/---

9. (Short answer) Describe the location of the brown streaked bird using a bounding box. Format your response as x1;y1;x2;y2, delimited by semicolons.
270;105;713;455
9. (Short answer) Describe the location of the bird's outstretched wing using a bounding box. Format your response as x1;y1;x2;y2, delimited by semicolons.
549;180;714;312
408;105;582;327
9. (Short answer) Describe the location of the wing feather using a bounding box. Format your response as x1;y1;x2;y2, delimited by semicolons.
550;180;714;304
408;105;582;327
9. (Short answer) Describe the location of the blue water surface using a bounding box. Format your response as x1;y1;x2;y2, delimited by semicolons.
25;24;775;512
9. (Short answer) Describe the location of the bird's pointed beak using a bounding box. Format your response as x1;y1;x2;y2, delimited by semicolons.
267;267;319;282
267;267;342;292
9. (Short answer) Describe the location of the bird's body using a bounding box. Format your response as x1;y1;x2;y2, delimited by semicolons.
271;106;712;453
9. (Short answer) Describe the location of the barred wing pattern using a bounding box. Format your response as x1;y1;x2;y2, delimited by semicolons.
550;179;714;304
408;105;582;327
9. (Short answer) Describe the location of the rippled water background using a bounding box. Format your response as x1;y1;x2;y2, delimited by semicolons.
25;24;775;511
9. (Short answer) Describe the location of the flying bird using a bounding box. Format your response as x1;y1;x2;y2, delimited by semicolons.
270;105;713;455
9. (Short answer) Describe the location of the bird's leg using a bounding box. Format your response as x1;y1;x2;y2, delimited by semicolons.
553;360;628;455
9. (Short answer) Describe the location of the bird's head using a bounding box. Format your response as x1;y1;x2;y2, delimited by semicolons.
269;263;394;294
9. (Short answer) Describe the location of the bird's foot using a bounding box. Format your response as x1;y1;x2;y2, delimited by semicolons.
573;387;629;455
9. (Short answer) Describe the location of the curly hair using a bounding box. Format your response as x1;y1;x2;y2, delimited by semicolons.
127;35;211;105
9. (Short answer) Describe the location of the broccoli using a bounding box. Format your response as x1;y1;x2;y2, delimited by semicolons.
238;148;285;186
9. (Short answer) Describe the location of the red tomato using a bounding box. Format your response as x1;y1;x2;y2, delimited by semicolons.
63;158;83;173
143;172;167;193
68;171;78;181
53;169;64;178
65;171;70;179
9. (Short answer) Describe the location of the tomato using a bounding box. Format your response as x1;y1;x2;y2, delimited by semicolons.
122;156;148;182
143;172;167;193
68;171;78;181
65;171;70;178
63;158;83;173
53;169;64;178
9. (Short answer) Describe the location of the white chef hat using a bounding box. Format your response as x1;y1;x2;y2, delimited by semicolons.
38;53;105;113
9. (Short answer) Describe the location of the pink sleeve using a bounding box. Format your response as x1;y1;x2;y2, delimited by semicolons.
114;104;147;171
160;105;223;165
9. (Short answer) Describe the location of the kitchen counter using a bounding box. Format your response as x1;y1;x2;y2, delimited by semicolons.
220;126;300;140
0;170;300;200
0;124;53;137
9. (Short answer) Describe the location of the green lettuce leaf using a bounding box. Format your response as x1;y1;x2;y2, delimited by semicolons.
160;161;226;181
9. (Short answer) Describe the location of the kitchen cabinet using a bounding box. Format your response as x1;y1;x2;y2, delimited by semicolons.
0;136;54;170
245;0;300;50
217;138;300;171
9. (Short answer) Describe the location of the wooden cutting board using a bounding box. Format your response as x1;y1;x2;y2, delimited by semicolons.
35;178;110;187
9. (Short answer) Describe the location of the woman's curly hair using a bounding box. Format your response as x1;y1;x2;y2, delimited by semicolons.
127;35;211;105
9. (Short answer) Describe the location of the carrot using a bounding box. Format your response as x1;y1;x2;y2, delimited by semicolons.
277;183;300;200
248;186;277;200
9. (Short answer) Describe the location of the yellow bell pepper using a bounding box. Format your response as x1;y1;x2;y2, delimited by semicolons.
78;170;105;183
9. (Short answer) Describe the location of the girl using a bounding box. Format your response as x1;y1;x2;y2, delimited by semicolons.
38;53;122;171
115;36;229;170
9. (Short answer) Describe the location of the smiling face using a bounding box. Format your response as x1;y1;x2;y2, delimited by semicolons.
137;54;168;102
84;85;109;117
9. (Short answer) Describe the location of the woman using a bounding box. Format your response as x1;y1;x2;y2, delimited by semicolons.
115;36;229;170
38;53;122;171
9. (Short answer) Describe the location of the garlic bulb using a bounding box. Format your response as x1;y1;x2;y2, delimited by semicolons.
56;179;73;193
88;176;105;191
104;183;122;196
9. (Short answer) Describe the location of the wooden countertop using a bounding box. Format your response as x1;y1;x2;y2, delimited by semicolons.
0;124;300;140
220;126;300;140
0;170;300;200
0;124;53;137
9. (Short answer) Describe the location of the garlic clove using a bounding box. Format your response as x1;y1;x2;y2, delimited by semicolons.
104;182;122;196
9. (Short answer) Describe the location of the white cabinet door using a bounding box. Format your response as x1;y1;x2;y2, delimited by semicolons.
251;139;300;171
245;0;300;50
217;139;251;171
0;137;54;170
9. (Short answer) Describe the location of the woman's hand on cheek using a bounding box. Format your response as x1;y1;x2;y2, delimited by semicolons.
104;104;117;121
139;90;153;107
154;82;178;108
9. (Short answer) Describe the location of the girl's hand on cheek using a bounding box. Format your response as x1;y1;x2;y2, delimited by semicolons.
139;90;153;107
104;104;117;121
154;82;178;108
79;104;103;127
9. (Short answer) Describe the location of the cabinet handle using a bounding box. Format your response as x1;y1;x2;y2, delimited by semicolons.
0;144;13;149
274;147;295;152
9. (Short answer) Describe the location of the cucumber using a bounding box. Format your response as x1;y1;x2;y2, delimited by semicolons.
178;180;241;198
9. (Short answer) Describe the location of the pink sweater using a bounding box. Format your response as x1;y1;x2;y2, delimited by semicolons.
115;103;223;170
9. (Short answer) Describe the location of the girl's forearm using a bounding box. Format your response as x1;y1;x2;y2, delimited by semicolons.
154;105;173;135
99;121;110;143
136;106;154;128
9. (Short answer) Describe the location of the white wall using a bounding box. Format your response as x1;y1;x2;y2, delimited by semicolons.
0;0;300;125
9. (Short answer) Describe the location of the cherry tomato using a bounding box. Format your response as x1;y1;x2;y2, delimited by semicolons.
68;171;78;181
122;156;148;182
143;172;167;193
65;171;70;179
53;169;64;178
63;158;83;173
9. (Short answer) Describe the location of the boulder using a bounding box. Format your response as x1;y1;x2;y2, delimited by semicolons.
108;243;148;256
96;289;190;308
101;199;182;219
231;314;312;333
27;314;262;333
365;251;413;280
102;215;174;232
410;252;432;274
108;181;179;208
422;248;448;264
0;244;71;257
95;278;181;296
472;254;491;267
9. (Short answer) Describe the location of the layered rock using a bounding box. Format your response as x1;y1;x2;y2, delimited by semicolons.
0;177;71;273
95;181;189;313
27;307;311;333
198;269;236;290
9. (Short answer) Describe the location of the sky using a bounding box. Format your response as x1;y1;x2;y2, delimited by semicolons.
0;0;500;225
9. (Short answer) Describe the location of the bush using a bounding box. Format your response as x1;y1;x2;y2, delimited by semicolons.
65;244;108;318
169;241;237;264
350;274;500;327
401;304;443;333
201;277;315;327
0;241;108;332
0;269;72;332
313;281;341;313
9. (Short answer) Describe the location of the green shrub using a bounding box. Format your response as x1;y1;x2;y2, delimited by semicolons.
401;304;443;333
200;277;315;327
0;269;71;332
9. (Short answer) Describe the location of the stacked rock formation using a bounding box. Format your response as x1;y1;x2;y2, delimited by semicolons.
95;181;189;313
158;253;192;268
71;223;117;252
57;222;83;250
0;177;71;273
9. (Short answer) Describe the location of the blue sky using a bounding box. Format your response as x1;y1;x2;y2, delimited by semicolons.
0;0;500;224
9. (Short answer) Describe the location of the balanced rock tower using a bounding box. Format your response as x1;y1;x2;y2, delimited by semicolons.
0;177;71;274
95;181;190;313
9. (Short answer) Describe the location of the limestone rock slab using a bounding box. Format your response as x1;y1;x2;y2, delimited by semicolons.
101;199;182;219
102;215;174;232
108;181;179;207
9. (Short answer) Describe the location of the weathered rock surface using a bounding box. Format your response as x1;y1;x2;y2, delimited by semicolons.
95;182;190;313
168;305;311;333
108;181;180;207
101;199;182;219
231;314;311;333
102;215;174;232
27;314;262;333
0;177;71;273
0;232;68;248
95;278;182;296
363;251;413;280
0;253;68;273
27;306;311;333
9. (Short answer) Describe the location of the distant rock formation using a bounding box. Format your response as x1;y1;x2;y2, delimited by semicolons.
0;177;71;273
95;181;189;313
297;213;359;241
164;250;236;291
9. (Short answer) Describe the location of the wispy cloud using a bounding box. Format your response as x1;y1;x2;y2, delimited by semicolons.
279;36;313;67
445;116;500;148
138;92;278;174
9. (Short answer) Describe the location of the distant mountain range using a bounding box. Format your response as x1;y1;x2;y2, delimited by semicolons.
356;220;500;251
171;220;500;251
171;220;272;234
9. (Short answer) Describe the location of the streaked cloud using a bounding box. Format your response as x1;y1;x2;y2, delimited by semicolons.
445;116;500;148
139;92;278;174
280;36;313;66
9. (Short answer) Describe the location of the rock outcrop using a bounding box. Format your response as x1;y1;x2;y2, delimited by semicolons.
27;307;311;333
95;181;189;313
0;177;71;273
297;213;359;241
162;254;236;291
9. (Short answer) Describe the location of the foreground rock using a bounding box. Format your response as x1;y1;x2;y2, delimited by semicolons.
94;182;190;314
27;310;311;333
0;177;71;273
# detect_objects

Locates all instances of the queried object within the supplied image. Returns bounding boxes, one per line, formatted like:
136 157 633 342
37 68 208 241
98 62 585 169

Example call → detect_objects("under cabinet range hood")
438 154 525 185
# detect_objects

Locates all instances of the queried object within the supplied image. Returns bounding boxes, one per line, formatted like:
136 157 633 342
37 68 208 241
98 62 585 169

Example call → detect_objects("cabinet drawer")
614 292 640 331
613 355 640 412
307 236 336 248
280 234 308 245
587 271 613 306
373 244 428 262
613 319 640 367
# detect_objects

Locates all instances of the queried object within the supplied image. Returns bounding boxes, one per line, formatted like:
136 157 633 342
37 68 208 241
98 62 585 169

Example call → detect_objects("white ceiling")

\---

*THE PROBLEM*
Reproduce verbatim the rows starting with the line that contains "9. (Short answer) Describe the location of the blue sky" and going on through the line that contains "108;181;179;207", with both of those lines included.

*THE SOLUTION*
9. (Short answer) Describe the location of the blue sky using a bounding box. Format your response as x1;y1;x2;y2, delimited by semicolons.
0;0;500;224
9. (Short answer) Describe the location of the balanced rock tower using a bounding box. Format your response as x1;y1;x2;y2, delimited by semicolons.
0;177;71;274
95;181;190;313
9. (Short answer) Describe the location of the limestone rock slab using a bounding box. Format your response as x1;y1;x2;y2, delimited by semicolons.
101;199;182;219
102;215;174;232
108;181;179;207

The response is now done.